L’énergie du vent : il ne faut pas se tromper

par Loïk Le Floch-Prigent
Publié le 05.01.2018



Lors de chacun de mes déplacements-conférences, après plus d’une heure passée à expliquer comment notre industrie va se sauver du marasme dans laquelle l’ont plongée quelques dirigeants incompétents et des politiciens irresponsables, la première question qui m’est posée porte sur les éoliennes ! Les sondages ont beau dire que les Français adorent leurs éoliennes, moi je constate l’inverse, et ma réponse à la question qui tient compte des localités dans lesquelles j’interviens déclenche beaucoup d’applaudissements auxquels je ne m’attendais pas toujours.
Pour un breton de la mer, le fait de rechercher son énergie dans les éléments dont nous sommes pourvus, vents, courants, marées, houle, vagues, est porteur d’avenir, et nous avons porté haut la notoriété de nos écoles de voile avec des exploits sans cesse renouvelés. Ceci ne vaut pas cependant déni de réalité et ne conduit pas à une religion du vent.

Un peu d’histoire
Alors que dans les années 70 avec le choc pétrolier nous avions examiné toutes les alternatives pour notre politique énergétique, c’est le solaire qui avait été jugé le plus prometteur, et c’est donc un « Commissariat à l’ Energie Solaire » qui avait été créé ainsi qu’une Agence pour les Économies d’ Energie !
Pendant le même temps, confrontés au même problème, les pays du nord de l’Europe, en particulier Danemark et Suède, avaient opté pour une étude intensive de l’énergie du vent. Notre géographie expliquait pleinement cette différence, de même que pour l’Allemagne du Nord, plus exposée au vent qu’au soleil. Assis sur notre développement nucléaire conduisant à une électricité bon marché et excédentaire, nous avions décidé de favoriser le chauffage électrique en association avec un isolement renforcé des habitations.

EXTRAITS DES ENTRÉES
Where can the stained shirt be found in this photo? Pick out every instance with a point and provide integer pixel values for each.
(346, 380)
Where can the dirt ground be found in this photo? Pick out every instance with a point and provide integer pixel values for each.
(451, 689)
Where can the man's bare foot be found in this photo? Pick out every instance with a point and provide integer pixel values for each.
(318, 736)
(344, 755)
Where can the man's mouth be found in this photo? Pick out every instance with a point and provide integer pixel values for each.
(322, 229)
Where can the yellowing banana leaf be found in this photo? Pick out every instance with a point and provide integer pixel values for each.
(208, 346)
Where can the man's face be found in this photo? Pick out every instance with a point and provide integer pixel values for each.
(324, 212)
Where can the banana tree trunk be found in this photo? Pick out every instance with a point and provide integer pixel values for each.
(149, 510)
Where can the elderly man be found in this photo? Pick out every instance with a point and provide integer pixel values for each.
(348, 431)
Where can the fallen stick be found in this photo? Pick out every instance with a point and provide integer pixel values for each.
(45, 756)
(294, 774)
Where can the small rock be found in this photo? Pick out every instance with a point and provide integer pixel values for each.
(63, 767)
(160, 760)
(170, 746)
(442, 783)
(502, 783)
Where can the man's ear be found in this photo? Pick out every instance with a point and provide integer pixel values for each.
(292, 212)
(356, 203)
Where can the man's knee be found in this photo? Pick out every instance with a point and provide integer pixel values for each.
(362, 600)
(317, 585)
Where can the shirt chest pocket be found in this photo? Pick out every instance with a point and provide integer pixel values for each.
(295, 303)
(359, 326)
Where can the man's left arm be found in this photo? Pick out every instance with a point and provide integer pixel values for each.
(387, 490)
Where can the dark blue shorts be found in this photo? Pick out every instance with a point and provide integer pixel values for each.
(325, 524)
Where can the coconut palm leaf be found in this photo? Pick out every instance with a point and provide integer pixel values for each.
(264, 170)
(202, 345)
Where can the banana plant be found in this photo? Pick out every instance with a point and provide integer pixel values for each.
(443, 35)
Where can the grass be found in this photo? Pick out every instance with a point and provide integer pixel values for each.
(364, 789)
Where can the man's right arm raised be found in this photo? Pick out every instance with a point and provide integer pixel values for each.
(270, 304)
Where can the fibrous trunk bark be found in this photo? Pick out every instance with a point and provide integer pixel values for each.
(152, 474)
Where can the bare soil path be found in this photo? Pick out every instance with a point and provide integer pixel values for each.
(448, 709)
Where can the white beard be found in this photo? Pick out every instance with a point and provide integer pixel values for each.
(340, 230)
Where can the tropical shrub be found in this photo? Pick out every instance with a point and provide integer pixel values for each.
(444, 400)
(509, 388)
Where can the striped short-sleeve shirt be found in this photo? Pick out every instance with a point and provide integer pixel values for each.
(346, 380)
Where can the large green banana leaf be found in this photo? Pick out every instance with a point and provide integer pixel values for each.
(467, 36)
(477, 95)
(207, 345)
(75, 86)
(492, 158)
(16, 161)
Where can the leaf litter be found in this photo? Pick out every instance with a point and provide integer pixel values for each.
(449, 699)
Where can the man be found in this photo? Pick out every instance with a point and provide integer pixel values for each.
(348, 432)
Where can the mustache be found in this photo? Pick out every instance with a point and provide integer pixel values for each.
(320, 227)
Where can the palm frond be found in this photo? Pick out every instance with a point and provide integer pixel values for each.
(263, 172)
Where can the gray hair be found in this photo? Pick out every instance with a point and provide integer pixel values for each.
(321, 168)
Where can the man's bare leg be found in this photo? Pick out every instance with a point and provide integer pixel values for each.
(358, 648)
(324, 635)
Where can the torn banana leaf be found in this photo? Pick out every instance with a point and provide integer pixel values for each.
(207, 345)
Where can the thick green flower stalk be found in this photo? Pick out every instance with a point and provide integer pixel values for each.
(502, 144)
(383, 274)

TÂCHES ET EXERCICES
**A)** Pour chacune des affirmations suivantes, indiquez par oui ou par non si l'extrait sur l'énergie du vent la confirme, et citez les mots du texte qui tranchent. (i) Dans les années 70, l'énergie solaire avait été jugée la plus prometteuse. (ii) Le Danemark et la Suède avaient choisi d'étudier intensivement l'énergie solaire. (iii) La première question posée à l'auteur après ses conférences porte sur le nucléaire.
**B)** D'après l'extrait sur l'énergie du vent, quel mode de chauffage la France avait-elle décidé de favoriser ?
**C)** Prolongez l'extrait sur l'énergie du vent au-delà de sa dernière phrase.

LISTE DES RÉPONSES
**A)**
(i) Oui : « c’est le solaire qui avait été jugé le plus prometteur ».
(ii) Non : « avaient opté pour une étude intensive de l’énergie du vent ».
(iii) Non : « la première question qui m’est posée porte sur les éoliennes ».

**B)** Le chauffage électrique, associé à un isolement renforcé des habitations.

**C)**
L’hydraulique française, également très investie, permettait de compléter notre consommation avec pour la pointe quelques centrales charbon et fioul tandis que nous n’avions aucun enthousiasme pour le gaz contrairement aux Italiens par exemple.
Les alternatives à ce mix électrique assumé politiquement ne pouvaient trouver leur place que dans une incitation des pouvoirs publics et c’est ainsi que notre vent et notre soleil ont fini par connaitre des investissements de production électrique. C’est cependant l’énergie du soleil qui a connu la priorité des scientifiques tandis que les industriels n’avaient aucun gout pour innover dans un secteur très compétitif où les matériels classiques venaient tout naturellement des pays à bas coût de main d’œuvre.

L’industrie française dans son ensemble, et à quelques exceptions près, est donc restée très nucléaire, hydraulique et fossile. En ce qui concerne l’éolien, les Danois ont dominé les fabrications dans les années 1970 suivis par les Allemands et les Britanniques, et nos pionniers français se mettaient à investir dans les pays tiers où les caractéristiques géographiques et techniques pouvaient justifier de telles installations.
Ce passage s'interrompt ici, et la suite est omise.